--- Task to carry out ---
What lines below hold the string "clump"? Copy them all.

--- Data under study ---
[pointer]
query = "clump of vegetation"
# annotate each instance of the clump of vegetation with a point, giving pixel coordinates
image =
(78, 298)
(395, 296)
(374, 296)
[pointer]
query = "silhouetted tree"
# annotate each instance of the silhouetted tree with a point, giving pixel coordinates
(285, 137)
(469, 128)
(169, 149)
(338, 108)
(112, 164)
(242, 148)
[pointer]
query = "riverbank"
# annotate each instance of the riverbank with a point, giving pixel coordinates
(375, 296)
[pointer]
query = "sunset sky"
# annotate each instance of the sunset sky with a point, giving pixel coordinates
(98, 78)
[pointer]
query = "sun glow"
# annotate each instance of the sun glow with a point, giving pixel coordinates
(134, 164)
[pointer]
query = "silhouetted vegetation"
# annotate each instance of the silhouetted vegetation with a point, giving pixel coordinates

--- Answer to this task ---
query = "clump of vegetation"
# annotate each instance of the clump of vegetation with a point, giving pixel coordinates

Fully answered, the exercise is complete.